• **Document**

## Start

The creditors’ meeting scheduled for Monday to vote on Mango’s planned business rescue plan was postponed because its majority shareholder, state-owned South African Airways (SAA), requested an amendment.

According to Sono, an amended plan will obviously have to reflect a larger number of employees who may be affected by the restructuring than the current planned plan, which was released on October 29, 2021.

When Mango, a subsidiary of SAA, entered into business rescue at the end of July, it ceased operations. It is around R2.5 billion in debt, and if its return to the sky is delayed, it risks losing its route rights. Sono wanted Mango to resume operations in December to take advantage of the peak summer traffic, according to the current suggested rescue plan.

He planned to use some of the R719 million owed to Mango from a special allocation granted by Parliament from the R10.5 billion set out for SAA’s own rescue plan. The Department of Public Enterprises, which owns SAA, was in charge of the special allocation process.

The board of SAA, on the other hand, made it plain that it is only willing to provide funds for Mango’s reorganisation, not for the company to resume operations. SAA is looking for a backer to help fund a relaunch.

## End

• **Jobs**
1 - Summarize the passage on Mango's business rescue in two sentences.
2 - Please continue the passage on Mango's business rescue, starting after its last sentence.

• **Data entries**

## Start

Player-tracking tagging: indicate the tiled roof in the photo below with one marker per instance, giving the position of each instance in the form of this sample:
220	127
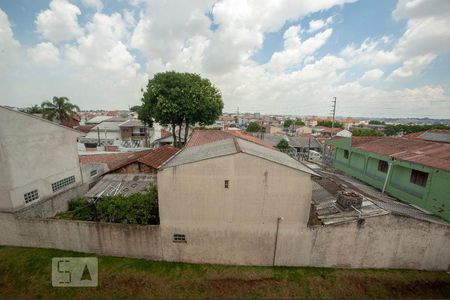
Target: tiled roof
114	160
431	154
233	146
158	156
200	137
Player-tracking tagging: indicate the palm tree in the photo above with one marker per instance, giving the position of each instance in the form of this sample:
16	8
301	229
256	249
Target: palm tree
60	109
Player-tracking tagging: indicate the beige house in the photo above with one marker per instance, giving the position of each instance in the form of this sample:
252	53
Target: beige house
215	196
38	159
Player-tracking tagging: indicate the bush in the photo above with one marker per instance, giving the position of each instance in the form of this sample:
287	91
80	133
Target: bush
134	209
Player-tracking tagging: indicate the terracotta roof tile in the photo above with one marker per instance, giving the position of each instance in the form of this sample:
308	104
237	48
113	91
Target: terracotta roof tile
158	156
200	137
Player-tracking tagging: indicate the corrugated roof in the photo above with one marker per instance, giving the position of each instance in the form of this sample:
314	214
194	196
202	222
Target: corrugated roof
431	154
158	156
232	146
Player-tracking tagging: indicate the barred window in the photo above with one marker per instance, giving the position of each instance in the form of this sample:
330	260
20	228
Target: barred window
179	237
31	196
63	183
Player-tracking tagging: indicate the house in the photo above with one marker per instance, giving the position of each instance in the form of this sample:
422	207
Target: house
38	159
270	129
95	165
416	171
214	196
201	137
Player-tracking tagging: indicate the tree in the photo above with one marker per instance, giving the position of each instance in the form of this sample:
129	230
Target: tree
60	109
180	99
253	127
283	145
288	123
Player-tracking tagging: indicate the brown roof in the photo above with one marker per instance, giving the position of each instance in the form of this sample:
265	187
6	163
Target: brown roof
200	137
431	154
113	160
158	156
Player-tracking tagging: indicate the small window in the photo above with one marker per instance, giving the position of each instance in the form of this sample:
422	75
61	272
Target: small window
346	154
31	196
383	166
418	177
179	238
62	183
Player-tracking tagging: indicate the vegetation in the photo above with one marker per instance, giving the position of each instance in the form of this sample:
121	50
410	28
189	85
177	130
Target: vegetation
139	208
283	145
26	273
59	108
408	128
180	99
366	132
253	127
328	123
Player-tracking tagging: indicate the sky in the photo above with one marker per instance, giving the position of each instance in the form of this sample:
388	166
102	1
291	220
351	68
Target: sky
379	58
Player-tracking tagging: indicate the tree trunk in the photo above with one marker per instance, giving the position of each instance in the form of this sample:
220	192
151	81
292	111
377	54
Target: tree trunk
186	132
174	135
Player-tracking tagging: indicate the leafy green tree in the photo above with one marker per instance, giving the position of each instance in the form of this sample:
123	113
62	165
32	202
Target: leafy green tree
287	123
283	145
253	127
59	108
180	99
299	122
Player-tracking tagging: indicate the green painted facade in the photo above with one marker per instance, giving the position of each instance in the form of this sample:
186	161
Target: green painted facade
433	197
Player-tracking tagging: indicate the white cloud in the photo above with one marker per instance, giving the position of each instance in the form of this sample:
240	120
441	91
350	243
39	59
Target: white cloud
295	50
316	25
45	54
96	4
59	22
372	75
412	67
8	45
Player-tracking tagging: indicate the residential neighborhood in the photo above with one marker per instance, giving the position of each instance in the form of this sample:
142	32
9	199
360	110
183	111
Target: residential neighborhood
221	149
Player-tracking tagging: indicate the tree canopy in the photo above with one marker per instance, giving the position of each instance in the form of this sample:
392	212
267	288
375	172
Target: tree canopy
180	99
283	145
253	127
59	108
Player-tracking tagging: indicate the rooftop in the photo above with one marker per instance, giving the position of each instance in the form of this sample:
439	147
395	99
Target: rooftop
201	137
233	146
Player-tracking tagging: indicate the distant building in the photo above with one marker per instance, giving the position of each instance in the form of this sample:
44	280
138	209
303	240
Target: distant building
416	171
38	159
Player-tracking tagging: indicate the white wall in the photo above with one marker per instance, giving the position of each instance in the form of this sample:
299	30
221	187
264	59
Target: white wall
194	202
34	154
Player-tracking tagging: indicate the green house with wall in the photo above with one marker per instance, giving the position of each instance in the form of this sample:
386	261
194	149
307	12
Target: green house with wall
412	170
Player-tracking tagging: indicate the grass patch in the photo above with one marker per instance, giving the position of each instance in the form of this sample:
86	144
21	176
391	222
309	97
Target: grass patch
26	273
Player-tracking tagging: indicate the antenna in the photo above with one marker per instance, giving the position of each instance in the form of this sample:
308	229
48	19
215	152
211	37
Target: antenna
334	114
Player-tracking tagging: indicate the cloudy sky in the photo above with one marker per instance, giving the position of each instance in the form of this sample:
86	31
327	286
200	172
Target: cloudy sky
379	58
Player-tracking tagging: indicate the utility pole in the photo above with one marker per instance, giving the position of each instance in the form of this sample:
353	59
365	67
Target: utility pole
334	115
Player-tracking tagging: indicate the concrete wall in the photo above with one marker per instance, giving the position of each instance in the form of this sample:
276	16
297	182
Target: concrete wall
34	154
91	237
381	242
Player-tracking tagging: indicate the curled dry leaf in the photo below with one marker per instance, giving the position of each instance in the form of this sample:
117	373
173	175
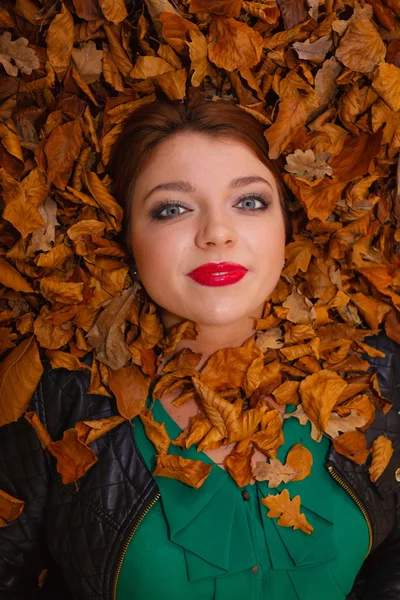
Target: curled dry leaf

## End

• **Answers to the exercises**
1 - A creditors' meeting set for Monday to vote on Mango's planned business rescue plan was postponed because its majority shareholder, state-owned South African Airways (SAA), requested an amendment. Mango ceased operations when it entered business rescue at the end of July and is around R2.5 billion in debt, and although the current plan aimed for it to resume operations in December, SAA's board will fund only its reorganisation, not a return to operations.

2 -
The planned plan will now be changed to reflect this, and a creditors’ meeting will be convened as soon as possible. “SAA, in its capacity as the sole shareholder of Mango, proposed a motion for the meeting to be adjourned to incorporate certain proposals that will enable both SAA and the ultimate shareholder, namely the Department of Public Enterprises (DPE) to support the plan.

The substance of SAA’s proposed amendment is that the plan be amended to effectively cater for resumption of operations only once the process of securing an investor has been concluded, with a preferred bidder having been identified,” Sono explained in his statement on Monday afternoon.